§ **Job item**
Format the lines of the records as a numbered list, leaving out any blank lines. Begin at the line that contains "Task: for each" and stop after the line that contains "positive clicks: (474, 38) (464, 180)".
[Data — start]
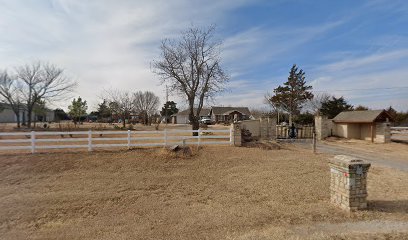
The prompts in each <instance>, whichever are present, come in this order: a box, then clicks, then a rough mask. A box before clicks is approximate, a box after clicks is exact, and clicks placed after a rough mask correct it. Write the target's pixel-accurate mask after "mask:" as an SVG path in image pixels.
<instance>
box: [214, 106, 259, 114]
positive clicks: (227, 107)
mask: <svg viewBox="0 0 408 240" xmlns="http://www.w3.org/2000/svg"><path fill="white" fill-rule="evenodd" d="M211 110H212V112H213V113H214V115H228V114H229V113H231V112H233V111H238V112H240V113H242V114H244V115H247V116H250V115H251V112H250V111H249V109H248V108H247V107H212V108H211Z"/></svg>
[Data — finish]
[Data — start]
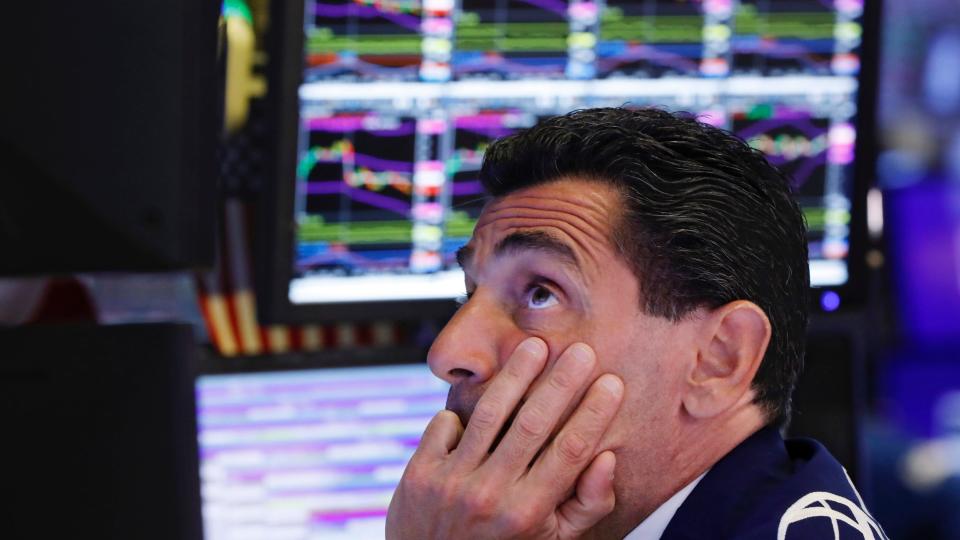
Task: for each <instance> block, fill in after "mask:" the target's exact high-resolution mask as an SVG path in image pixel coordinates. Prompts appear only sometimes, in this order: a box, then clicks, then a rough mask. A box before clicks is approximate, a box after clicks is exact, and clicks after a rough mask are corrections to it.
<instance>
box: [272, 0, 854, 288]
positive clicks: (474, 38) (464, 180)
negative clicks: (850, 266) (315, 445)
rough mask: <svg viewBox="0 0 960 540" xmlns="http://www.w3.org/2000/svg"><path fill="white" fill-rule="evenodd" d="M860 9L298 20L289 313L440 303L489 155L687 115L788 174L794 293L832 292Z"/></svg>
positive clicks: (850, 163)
[Data — finish]
§ **Final answer**
1. Task: for each <instance> block, fill in after "mask:" the target's exact high-resolution mask as an SVG path in image pixel coordinates. Prompts appear only sometimes, in this order: a box, then clicks, then a rough mask. A box before clicks is approximate, a box after clicks is exact, and clicks after a rough mask are corrections to it.
2. <instance>
3. box: [272, 0, 854, 288]
4. positive clicks: (474, 38) (464, 180)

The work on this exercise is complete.